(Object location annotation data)
** Begin **

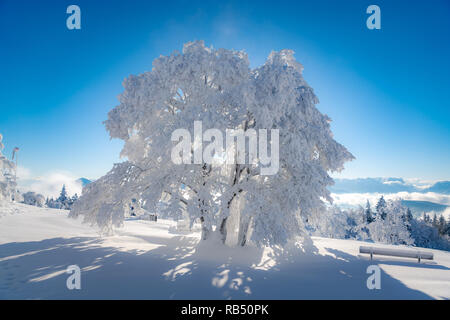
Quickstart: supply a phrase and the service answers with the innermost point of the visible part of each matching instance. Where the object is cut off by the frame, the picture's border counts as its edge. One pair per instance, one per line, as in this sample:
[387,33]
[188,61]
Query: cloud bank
[49,184]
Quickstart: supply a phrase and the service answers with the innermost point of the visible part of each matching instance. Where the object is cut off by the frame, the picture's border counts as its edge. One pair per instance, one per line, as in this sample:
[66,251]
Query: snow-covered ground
[151,260]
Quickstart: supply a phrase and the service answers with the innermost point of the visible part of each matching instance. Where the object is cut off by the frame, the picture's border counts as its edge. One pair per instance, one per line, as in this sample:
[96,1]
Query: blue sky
[386,90]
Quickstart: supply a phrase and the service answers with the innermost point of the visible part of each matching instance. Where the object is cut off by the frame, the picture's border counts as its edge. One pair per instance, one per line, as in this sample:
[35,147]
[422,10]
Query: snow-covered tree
[219,88]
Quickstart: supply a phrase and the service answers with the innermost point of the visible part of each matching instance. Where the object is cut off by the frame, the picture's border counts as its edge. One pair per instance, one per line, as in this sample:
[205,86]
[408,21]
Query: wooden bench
[404,253]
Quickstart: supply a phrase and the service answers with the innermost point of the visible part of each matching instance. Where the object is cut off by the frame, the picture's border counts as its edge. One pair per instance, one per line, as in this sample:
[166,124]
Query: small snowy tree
[381,208]
[7,176]
[33,199]
[368,213]
[219,88]
[393,229]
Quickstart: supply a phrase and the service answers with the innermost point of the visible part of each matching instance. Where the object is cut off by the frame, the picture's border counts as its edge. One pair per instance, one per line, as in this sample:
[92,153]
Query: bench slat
[397,252]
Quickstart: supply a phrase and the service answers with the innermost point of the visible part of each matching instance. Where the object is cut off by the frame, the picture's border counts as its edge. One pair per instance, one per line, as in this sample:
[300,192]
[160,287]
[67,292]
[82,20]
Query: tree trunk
[223,230]
[205,229]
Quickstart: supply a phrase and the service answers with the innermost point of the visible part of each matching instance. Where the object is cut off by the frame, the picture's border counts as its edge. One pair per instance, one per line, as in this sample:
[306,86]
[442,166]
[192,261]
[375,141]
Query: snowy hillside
[152,260]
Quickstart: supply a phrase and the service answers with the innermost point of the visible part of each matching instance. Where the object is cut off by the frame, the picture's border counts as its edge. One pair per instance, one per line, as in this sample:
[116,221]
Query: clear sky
[386,90]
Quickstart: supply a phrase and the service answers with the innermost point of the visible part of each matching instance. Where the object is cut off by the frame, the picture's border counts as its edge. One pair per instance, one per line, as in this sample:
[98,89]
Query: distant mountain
[439,187]
[384,185]
[371,185]
[84,181]
[419,207]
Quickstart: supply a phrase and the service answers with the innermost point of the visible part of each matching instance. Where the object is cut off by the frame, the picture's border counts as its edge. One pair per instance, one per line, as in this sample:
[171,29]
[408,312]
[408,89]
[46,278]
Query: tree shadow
[181,268]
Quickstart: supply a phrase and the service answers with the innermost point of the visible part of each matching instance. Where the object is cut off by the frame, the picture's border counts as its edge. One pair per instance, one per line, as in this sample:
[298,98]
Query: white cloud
[354,199]
[49,184]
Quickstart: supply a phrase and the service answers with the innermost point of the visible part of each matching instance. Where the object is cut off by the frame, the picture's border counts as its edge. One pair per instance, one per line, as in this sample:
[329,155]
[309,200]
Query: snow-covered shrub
[219,88]
[63,201]
[33,199]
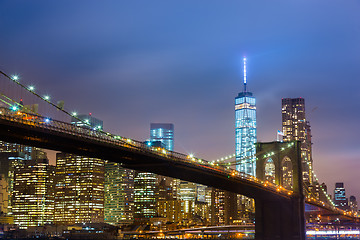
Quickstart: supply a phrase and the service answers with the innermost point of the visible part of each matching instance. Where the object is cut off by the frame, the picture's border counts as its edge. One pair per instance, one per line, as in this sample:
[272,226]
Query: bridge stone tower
[277,219]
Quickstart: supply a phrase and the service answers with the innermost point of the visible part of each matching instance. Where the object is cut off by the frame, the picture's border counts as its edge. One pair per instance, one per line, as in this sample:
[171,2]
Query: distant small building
[353,204]
[340,199]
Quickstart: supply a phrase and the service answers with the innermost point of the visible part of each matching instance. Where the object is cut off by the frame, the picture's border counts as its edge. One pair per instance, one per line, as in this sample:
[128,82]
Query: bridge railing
[105,137]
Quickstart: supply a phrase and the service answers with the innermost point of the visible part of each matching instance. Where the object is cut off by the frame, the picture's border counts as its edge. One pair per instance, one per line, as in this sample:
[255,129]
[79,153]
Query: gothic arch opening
[270,170]
[287,173]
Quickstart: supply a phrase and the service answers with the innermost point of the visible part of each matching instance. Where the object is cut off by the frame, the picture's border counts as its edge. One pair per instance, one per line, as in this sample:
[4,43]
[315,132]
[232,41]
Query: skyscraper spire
[245,129]
[244,60]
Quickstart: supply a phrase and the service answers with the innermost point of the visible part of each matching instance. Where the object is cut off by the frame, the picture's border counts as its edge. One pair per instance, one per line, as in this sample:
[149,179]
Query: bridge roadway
[279,212]
[38,131]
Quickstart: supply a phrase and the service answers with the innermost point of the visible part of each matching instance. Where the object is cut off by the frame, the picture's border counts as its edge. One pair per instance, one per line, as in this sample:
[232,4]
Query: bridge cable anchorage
[46,99]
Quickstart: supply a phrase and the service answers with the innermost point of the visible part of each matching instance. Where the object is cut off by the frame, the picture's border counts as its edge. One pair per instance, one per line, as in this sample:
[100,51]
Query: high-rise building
[119,194]
[295,127]
[33,193]
[245,130]
[223,207]
[353,204]
[79,189]
[144,196]
[4,195]
[147,184]
[340,199]
[163,132]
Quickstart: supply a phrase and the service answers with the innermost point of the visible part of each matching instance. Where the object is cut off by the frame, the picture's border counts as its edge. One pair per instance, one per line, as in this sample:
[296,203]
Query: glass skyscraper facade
[163,132]
[295,127]
[119,194]
[340,199]
[245,131]
[145,184]
[79,196]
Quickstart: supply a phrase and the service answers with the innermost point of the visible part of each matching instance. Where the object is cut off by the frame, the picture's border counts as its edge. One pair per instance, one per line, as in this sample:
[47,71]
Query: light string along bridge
[14,111]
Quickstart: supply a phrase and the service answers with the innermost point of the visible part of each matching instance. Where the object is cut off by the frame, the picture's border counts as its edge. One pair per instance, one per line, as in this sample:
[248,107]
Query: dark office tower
[340,199]
[163,132]
[33,193]
[79,190]
[295,127]
[119,194]
[353,204]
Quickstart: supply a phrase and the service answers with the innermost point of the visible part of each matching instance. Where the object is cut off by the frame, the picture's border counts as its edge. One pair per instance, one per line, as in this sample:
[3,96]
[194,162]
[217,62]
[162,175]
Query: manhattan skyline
[131,65]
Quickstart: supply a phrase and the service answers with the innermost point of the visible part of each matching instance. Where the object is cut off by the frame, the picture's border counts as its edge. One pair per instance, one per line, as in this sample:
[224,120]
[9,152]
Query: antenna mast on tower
[244,60]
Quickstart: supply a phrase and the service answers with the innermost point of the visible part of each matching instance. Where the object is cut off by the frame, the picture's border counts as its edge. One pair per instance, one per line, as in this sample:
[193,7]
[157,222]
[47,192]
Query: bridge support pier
[280,220]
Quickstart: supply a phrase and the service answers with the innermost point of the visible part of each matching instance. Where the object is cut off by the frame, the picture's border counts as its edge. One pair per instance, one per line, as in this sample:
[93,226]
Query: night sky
[131,63]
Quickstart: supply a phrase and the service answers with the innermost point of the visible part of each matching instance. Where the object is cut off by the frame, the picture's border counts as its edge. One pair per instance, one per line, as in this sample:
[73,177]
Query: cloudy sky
[131,63]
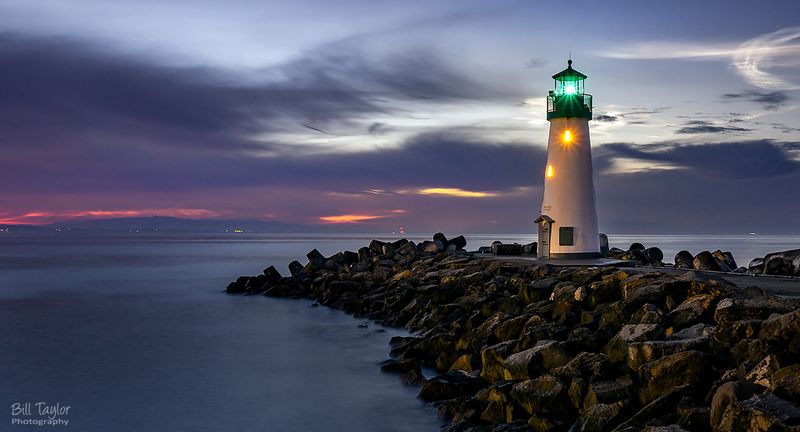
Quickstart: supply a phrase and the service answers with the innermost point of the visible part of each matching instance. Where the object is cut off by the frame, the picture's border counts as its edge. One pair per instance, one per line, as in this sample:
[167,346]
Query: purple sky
[427,115]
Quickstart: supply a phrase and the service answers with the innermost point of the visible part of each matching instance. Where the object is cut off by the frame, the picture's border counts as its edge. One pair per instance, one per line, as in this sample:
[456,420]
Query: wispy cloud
[455,192]
[751,59]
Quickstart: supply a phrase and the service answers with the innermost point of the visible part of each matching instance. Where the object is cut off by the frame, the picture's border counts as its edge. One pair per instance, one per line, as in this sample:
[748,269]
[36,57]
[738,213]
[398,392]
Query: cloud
[741,160]
[455,192]
[702,126]
[752,59]
[769,100]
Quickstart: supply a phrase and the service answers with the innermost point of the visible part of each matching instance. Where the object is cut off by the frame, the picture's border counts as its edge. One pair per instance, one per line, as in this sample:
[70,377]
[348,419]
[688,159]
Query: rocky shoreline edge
[521,346]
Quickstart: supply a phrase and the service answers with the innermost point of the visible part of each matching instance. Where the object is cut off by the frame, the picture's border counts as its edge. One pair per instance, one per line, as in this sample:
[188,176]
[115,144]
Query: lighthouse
[567,225]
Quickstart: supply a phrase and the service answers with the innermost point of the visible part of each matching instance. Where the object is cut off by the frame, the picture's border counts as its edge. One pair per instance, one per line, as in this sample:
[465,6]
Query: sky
[373,115]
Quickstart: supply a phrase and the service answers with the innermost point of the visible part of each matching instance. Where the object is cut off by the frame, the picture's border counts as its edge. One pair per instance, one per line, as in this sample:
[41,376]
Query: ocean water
[134,333]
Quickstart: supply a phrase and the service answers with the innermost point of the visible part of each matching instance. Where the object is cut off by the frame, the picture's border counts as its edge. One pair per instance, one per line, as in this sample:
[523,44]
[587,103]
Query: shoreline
[522,346]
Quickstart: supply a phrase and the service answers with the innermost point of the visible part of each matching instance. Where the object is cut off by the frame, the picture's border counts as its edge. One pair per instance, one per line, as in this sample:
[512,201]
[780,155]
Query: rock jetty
[523,347]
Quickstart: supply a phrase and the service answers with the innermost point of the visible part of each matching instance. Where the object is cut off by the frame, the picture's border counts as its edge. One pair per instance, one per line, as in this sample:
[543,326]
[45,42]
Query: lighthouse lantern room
[567,226]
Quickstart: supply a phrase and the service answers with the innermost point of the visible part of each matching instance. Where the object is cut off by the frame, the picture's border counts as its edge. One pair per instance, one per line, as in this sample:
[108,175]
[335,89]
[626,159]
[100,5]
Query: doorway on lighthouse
[545,224]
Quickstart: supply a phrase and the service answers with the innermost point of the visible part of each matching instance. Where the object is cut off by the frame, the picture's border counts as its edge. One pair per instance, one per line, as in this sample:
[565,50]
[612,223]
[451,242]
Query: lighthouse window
[566,236]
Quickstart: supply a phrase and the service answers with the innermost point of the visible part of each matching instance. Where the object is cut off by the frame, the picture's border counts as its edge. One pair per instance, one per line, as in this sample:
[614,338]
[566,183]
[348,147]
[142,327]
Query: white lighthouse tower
[568,221]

** End **

What is being asked. Find every line in the rows above that contains the string "building", and copy each such line.

Solution to this problem.
Query: distant small building
Query: high-rise building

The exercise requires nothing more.